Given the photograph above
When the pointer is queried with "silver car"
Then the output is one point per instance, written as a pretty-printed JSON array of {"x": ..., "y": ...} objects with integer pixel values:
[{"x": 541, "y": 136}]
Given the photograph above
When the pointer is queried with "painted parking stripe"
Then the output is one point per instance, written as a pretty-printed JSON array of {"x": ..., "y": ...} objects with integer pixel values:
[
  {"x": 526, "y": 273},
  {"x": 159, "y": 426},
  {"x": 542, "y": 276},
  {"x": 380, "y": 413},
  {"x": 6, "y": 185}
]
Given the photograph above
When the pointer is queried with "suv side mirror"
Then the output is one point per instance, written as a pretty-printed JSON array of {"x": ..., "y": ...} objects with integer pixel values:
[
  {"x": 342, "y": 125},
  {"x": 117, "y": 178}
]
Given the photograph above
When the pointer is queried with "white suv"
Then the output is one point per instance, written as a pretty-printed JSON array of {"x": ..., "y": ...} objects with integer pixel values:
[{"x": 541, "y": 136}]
==*==
Exercise objective ::
Transcribe the material exactly as it reads.

The answer ::
Given the photograph above
When the pointer is queried with "silver car"
Then the output is one point per instance, written as a pretty-printed JSON array of {"x": ..., "y": ...} objects with integer pixel values:
[{"x": 541, "y": 136}]
Given the photograph above
When the pointer is queried with "painted parking stripe"
Then the output is one point per instance, written as a pretty-printed JSON array of {"x": ..., "y": ...} objects with integer pixel values:
[
  {"x": 526, "y": 273},
  {"x": 159, "y": 426},
  {"x": 542, "y": 276},
  {"x": 380, "y": 413},
  {"x": 6, "y": 185}
]
Given the photograph above
When the pointer is queried with "suv side mirror"
Then the output is one point per instance, written as a pretty-printed JSON array of {"x": ..., "y": ...} objects with integer pixel values:
[
  {"x": 342, "y": 125},
  {"x": 117, "y": 178}
]
Given the photograph above
When the pointer is queried with "white suv"
Then the output is one point per instance, written as a pretty-printed JSON array of {"x": ..., "y": ...} objects with integer pixel values:
[{"x": 541, "y": 136}]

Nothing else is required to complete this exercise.